_Reading passage_
## Begin

Arevalo v. Barr, Nos. 18-1834

Decision Date14 February 2020
Docket Number19-1250,Nos. 18-1834
Citation950 F.3d 15
Parties Selvin Ovidio AREVALO, Petitioner, v. William P. BARR, United States Attorney General, Respondent.
CourtU.S. Court of Appeals — First Circuit

David C. Bennion, with whom Free Migration Project was on brief, for petitioner.

Lindsay Corliss, Trial Attorney, Office of Immigration Litigation, Civil Division, United States Department of Justice, with whom Joseph H. Hunt, Assistant Attorney General, John S. Hogan, Assistant Director, Office of Immigration Litigation, Daniel E. Goldman, Senior Litigation Counsel, Office of Immigration Litigation, and Andrea N. Gevas, Trial Attorney, Office of Immigration Litigation, were on brief, for respondent.

Before Kayatta, Selya, and Stahl, Circuit Judges.

SELYA, Circuit Judge.

In its present posture, this case turns largely on the meaning of the word "recalendar," as that word is used in the immigration context. Here, the parties supplied no particularized meaning for the word when they used it in the pertinent pleadings. Because the word is not specifically defined either in any applicable statutory provision or in any relevant regulation, we give "recalendar" its plain and natural meaning. The Board of Immigration Appeals (BIA) interpreted the word correctly and applied it faithfully. Accordingly, we uphold the challenged orders and deny the two petitions for judicial review.

The petitioner, Selvin Ovidio Arevalo, is a Guatemalan national. He entered the United States in 2000 at age fourteen without documentation. The government initiated removal proceedings against the petitioner in 2010, charging him with removability under 8 U.S.C. § 1182(a)(6)(A)(i), (a)(7)(A)(i)(I).

The petitioner conceded removability but cross-applied for asylum and withholding of removal, claiming persecution on account of both political opinion and membership in a particular social group. See 8 U.S.C. §§ 1158(b)(1), 1231(b)(3)(A). At the same time, he sought protection under the United Nations Convention Against Torture (CAT). All of his claims were based on his concerns about violent gang recruitment of young, apparently wealthy adults in Guatemala.

After a hearing, an immigration judge (IJ) denied the petitioner's claim for asylum as untimely, see id. § 1158(a)(2)(B), noting that, had the claim been timely filed, she would have denied it on the merits. And although the IJ credited the petitioner's testimony, she concluded that the petitioner's generalized fear of dangerous and violent conditions did "not give rise to a basis for a claim for ... withholding of removal." Finally, the IJ found no evidence that the petitioner would be subject to torture "by or at the instigation of or with the consent or acquiescence of a public official," 8 C.F.R. § 1208.18(a)(1), should he be repatriated. Accordingly, she denied the petitioner's CAT claim.

## End

(Coordinate labeling data)
## Begin

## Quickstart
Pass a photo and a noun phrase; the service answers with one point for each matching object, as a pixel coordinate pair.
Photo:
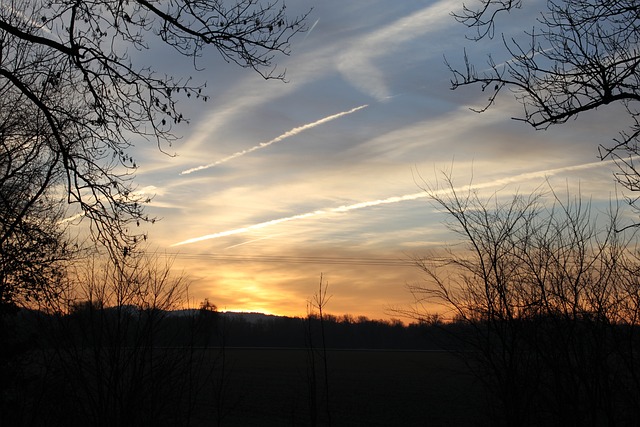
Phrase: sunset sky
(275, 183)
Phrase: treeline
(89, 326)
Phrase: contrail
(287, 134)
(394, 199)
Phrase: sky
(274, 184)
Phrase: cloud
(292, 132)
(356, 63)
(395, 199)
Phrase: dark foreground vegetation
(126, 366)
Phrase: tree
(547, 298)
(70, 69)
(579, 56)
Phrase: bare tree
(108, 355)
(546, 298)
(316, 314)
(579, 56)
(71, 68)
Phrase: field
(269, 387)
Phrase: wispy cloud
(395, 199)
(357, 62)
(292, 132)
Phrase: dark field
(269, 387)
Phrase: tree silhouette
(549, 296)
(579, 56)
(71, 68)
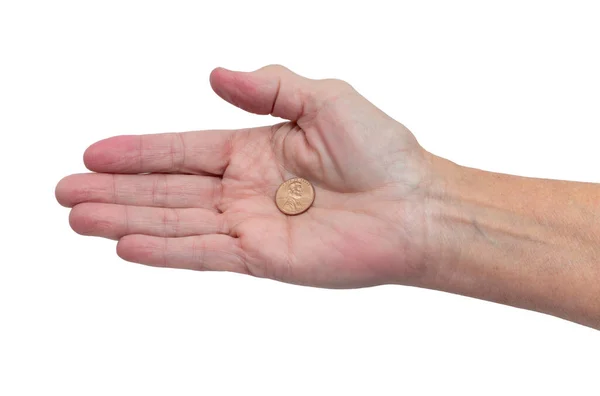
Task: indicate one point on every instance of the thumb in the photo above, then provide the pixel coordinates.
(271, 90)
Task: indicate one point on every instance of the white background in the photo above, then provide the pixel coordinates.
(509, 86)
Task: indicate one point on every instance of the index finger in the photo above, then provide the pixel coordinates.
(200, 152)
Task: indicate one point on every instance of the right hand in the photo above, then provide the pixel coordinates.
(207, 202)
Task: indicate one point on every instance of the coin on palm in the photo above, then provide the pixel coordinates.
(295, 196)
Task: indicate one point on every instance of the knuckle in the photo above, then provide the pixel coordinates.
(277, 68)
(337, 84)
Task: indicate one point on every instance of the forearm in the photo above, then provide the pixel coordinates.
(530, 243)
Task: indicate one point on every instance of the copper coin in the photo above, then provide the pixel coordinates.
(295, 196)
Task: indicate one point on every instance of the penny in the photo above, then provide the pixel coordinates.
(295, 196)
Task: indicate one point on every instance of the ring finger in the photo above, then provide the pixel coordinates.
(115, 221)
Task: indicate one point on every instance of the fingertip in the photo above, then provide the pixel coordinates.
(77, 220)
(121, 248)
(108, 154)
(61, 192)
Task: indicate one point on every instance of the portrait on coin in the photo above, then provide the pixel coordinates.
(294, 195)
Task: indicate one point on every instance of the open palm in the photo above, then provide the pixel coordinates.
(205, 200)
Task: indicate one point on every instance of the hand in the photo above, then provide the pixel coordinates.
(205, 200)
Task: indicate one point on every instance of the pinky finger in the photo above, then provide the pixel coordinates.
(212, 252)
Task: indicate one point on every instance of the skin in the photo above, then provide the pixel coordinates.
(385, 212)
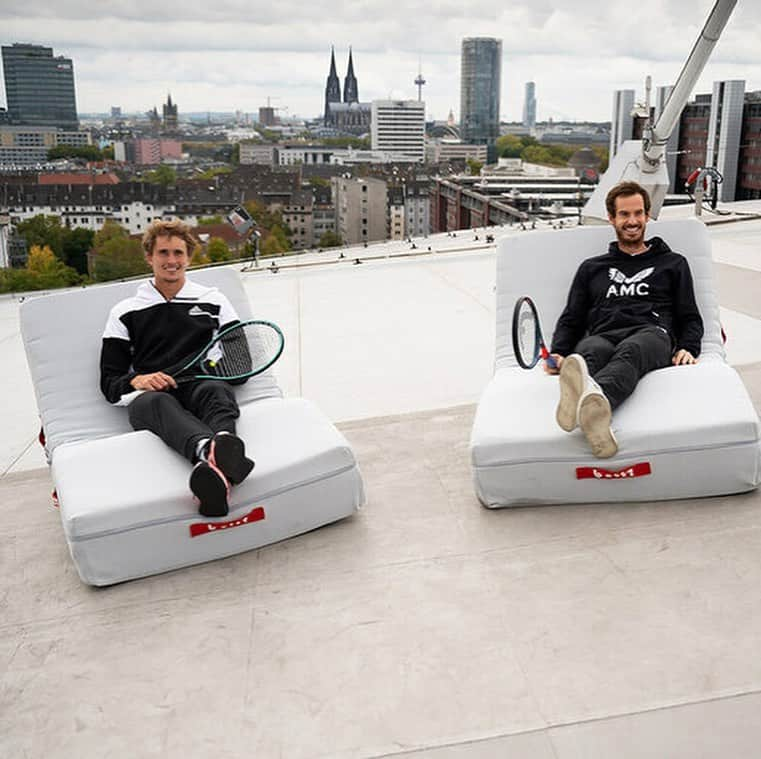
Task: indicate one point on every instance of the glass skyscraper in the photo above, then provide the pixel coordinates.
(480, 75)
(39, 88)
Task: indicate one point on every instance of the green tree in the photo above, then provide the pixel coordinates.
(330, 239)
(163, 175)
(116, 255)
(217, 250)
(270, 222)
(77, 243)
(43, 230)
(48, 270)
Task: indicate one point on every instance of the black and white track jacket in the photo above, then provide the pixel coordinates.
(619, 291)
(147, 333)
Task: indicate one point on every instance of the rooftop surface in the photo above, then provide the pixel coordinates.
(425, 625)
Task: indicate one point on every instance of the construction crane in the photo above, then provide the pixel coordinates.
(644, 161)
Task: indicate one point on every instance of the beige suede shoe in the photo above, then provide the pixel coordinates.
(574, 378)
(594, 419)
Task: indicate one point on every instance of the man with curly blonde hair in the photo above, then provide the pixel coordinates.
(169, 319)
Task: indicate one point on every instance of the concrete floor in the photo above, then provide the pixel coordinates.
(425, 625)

## End

_Tasks to perform_
(1) According to the court opinion, in what year and at what age did the petitioner enter the United States?
(2) Pick up the court opinion after its last sentence and carry it forward.

_Answers for the tasks_
(1) He entered in 2000, at age fourteen, without documentation.

(2)
The petitioner appealed to the BIA. On November 18, 2010, the BIA upheld the IJ's decision, finding that the petitioner was not entitled to asylum, withholding of removal, or CAT protection. The petitioner filed a timely petition for judicial review.

After the petition for review was docketed and fully briefed, we entered an order, with the parties' consent, remanding the case to the BIA. Our remand order was premised on the government's representation that it intended to exercise prosecutorial discretion with respect to the petitioner, at least temporarily, by administratively closing the case. When remanding, though, we retained jurisdiction over the petition for review.

Once the case had been remitted to the BIA, the government filed an unopposed motion to close the proceedings administratively. The government's motion explained that if "either party" desired for any reason "to place this matter back on the active calendar or docket, that party w[ould] file a motion to recalendar with this Board." The BIA granted the unopposed motion and administratively closed the case in April of 2013.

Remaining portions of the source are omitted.